■ **RECORDS TO PROCESS**:
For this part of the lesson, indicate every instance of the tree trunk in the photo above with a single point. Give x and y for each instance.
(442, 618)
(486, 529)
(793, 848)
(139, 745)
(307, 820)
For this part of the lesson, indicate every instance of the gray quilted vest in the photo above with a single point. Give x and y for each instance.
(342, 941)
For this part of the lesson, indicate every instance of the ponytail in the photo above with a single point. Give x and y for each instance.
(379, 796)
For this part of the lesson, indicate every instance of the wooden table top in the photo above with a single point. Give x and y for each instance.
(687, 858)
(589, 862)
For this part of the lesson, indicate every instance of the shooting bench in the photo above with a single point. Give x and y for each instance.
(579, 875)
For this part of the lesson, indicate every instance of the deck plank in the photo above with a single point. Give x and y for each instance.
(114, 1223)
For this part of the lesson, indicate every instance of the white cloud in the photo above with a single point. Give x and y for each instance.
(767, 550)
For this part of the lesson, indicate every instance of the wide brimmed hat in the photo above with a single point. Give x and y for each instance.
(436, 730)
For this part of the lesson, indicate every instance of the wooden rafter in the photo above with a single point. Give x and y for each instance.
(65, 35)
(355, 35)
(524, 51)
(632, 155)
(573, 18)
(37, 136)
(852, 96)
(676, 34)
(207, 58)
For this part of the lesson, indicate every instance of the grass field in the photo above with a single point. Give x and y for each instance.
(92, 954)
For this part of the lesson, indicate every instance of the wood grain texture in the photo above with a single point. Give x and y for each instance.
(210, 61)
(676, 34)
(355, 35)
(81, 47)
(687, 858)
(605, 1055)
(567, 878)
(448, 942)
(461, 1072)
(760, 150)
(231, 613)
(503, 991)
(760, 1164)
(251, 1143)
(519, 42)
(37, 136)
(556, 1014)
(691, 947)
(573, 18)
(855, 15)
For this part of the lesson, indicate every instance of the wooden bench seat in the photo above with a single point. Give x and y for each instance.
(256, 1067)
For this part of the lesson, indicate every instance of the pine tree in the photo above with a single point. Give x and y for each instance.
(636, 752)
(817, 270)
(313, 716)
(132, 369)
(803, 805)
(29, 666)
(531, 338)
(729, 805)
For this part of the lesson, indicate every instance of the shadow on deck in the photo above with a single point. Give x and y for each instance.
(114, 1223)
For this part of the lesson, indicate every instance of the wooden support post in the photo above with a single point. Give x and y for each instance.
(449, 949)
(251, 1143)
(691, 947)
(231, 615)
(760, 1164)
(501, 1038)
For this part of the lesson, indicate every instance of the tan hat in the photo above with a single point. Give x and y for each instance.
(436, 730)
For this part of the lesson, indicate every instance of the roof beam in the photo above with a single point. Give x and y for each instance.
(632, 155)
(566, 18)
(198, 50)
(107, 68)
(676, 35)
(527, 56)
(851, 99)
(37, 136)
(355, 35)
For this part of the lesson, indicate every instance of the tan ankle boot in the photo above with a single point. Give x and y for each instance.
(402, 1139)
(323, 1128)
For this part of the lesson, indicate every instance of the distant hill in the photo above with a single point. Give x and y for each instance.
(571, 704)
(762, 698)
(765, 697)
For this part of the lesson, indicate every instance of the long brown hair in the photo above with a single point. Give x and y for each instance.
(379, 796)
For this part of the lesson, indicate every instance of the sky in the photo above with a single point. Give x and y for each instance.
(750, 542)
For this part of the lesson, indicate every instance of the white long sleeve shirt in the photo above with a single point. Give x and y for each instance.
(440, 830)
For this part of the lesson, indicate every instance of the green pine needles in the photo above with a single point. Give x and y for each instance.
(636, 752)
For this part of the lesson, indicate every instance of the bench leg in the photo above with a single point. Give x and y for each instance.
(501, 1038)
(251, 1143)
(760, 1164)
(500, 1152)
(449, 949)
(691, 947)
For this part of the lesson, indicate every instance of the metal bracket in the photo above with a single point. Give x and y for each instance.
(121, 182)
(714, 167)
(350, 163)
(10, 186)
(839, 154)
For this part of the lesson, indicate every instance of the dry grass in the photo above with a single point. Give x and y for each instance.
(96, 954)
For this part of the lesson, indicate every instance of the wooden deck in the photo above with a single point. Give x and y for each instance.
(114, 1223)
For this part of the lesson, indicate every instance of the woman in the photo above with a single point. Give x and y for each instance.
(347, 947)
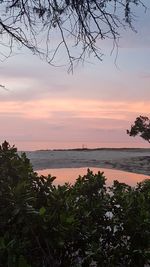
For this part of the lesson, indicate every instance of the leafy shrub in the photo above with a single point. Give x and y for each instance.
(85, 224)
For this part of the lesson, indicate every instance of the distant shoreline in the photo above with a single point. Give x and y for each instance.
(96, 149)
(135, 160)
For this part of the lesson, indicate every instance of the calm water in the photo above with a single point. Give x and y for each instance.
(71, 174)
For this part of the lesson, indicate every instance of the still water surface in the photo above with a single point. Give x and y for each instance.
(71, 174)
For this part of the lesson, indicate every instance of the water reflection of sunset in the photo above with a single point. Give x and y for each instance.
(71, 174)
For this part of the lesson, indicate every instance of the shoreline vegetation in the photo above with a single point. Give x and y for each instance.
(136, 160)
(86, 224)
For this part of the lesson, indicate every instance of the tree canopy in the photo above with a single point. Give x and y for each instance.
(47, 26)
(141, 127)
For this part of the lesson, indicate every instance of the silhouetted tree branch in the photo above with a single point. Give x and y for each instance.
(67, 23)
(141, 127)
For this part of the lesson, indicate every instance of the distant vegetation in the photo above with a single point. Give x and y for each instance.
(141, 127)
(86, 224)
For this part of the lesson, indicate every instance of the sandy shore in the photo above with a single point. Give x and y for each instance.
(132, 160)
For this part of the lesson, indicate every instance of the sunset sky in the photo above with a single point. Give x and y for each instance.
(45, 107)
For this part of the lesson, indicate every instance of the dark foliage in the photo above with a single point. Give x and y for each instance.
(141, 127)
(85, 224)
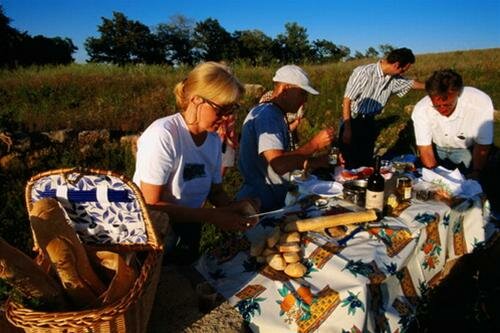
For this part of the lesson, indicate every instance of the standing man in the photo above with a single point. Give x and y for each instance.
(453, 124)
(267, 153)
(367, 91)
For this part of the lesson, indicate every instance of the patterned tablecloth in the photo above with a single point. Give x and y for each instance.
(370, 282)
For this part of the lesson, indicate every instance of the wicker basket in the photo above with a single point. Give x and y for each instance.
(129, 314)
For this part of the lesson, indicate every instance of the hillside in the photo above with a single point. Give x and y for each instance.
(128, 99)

■ **WHAT YOU ARE ASKED TO DO**:
Exactly as they appear above, write out all the entries, without pictures.

■ **EXERCISE RESPONSE**:
For this part of the lesson, indicate every instance of the tree trunk in the photo above with a single point. Give x and y for each instance.
(442, 618)
(486, 529)
(793, 848)
(139, 745)
(307, 820)
For this part of the lesson, indicate every instance of the gray quilted vest in the photo above with a single point. Give x and y for each instance.
(342, 941)
For this part of the lesson, indicate every instance of the ponytail in the photo above with a single point. Give x and y for each instance.
(379, 796)
For this part of the lesson, indicate every instance of the wooden table top in the photo above with a single point. Give x and y for each instance.
(687, 858)
(589, 862)
For this part of the lesson, indicate every instance of the shooting bench in the photo above with a single point. Give x and y for each instance.
(579, 875)
For this part of the lesson, indicate every instance of the deck plank in the photo above with a single point. Give x and y for each instance.
(114, 1223)
For this part of the lesson, indicate every instance of the white cloud in the photo above with a single point. Give x and y for each instance.
(767, 550)
For this part of the lesson, indicate every instance of the wide brimmed hat in the photo above with a single point. Give x and y for each instance.
(436, 730)
For this part of the lesson, indicate every instance of the wooden rafter in the photo above with a single point. Give x and y for each instance.
(65, 35)
(355, 35)
(524, 51)
(632, 155)
(573, 18)
(37, 136)
(852, 96)
(676, 34)
(207, 58)
For this part of the lesson, indicate every instance of the grass field in the photo above with a single point. Give x and y for each instance.
(92, 954)
For this part of the lesson, indicate every instance of the wood grain texture in the photo above with a single point. Give x and y for each instance.
(210, 61)
(676, 34)
(355, 35)
(81, 47)
(687, 858)
(605, 1055)
(567, 878)
(448, 942)
(461, 1072)
(760, 150)
(231, 613)
(503, 991)
(760, 1164)
(251, 1143)
(519, 42)
(37, 136)
(556, 1014)
(691, 947)
(573, 18)
(855, 15)
For this part of the lesson, indicate every instance of the wooden bench seat in the photo above with a single point. Give x and y for each instance.
(256, 1067)
For this part of the lesson, indicate every instance of the pine tree in the photo above with a single point. Give x and y for each instance.
(636, 752)
(817, 270)
(313, 716)
(132, 369)
(803, 805)
(29, 666)
(531, 338)
(729, 805)
For this part of the lesson, indicate every instance of the shadow on deck in the photo above with a single point. Give x and y for each instance.
(114, 1223)
For this part of the lesson, indicate every instance of the wooden support post in the photo above with a single point. Give x and y for each instance.
(449, 949)
(251, 1143)
(691, 947)
(231, 615)
(760, 1164)
(501, 1038)
For this part of the lesson, indicate every instance of the tan hat in the photo above with a single point. Give x and y for each instance.
(436, 730)
For this part of the lesson, indicate every instance of the roof beam in the photo above with a single point. Give x and y for each instance.
(632, 155)
(566, 18)
(198, 50)
(107, 68)
(676, 35)
(527, 56)
(851, 99)
(37, 136)
(355, 35)
For this part of the lesson, indicate every instance of the tan ankle boot in the photo above with a single point. Give x and y for each instance.
(402, 1139)
(323, 1128)
For this part of the lesson, indicate every instance of the distant hill in the photo above with a single point. Give x and y for each instance.
(571, 704)
(762, 698)
(765, 697)
For this part of the lesson, indicate every instance of the long brown hair in the photo above with a single point. Give x and y for each instance.
(379, 796)
For this part of the lesson, indicate every instance of the sky in the photo above with a single point. Give x and y for each instance.
(750, 542)
For this part of the lesson, indicate every instance of the white long sleeve shirt in the photo above with a single point. Give x and y for each instance.
(440, 830)
For this part of the lesson, indicate every instance of the green pine needles in the photo above with a single point. Give x and y for each instance.
(636, 752)
For this part of the lesson, indicate every instance of the bench leg in the photo above with a single point. Give x and y for each instance.
(501, 1038)
(251, 1143)
(760, 1164)
(500, 1152)
(449, 949)
(691, 947)
For this part of the lesson, indicate every instance of the metal bracket in the photo above with a single point. Give x and y for each instance.
(121, 182)
(714, 167)
(350, 163)
(10, 186)
(839, 154)
For this part of the lesson, indicate every instance of the dry grass in the photo above with a single point. Give x and y for each instance.
(96, 954)
For this part of the lesson, indicate every instance of the wooden deck in the photo above with a single point. Give x and y for each instance.
(114, 1223)
For this part of the lesson, indicate every instance of the woman in the photo above with a single point. Give x and y for each instance.
(347, 947)
For this part of the lesson, indicate every instance of the leafy shrub in the photo above with a single point. Give x and y for each instance.
(85, 224)
For this part of the lesson, indicate every instance of the distant shoreline in the photo above with a single point. Give x and y for each instance.
(96, 149)
(135, 160)
For this part of the lesson, indicate every instance of the calm water in the photo above with a single point. Give x and y for each instance.
(71, 174)
For this part of the lesson, indicate every instance of the still water surface in the photo above with a single point. Give x and y for each instance.
(71, 174)
For this part of the lesson, indicate every instance of the water reflection of sunset in the photo above with a single point. Give x and y for each instance.
(71, 174)
For this part of the lesson, indicate every instance of the shoreline vegetation in the photo above with a single point. Give x and y for each instance.
(136, 160)
(86, 224)
For this part of the lesson, indicate every instance of the tree canopy in the photo above with a single point. Give x and y for each instance.
(47, 26)
(141, 127)
For this part of the lesson, indicate every instance of the silhouetted tree branch in the photo above with a single point. Give x and y for each instance.
(67, 23)
(141, 127)
For this part of the lesson, indicate every instance of the distant vegetation in the photo above with a single point. Give x and y for each instance.
(141, 127)
(86, 224)
For this part of the lesson, indicate every instance of the sandy shore in the photo above with a single point. Give x and y for each instance.
(132, 160)
For this part of the lesson, indicate every instance of the sunset sky in the photo above with a single point. Give x and y for each instance.
(45, 107)
For this part of the lesson, indicate every instance of the dark foliage in the photo above with a single point. Give x and y for each instance.
(141, 127)
(85, 224)
For this part of the lesson, indicate every instance of the standing man in the photo above with a single point. Give x and y for each instance.
(453, 124)
(267, 153)
(367, 91)
For this part of the lesson, indicate every instance of the patterned tablecloth in the photo above with a single point. Give x and y for each instance.
(370, 282)
For this part of the lesson, indicate every instance of the wicker basket in the photo above with a single point. Give x and y for each instance.
(129, 314)
For this part of the lesson, indicate every instance of the hillside in the photo above with a single point. Give x and y for each instance.
(128, 99)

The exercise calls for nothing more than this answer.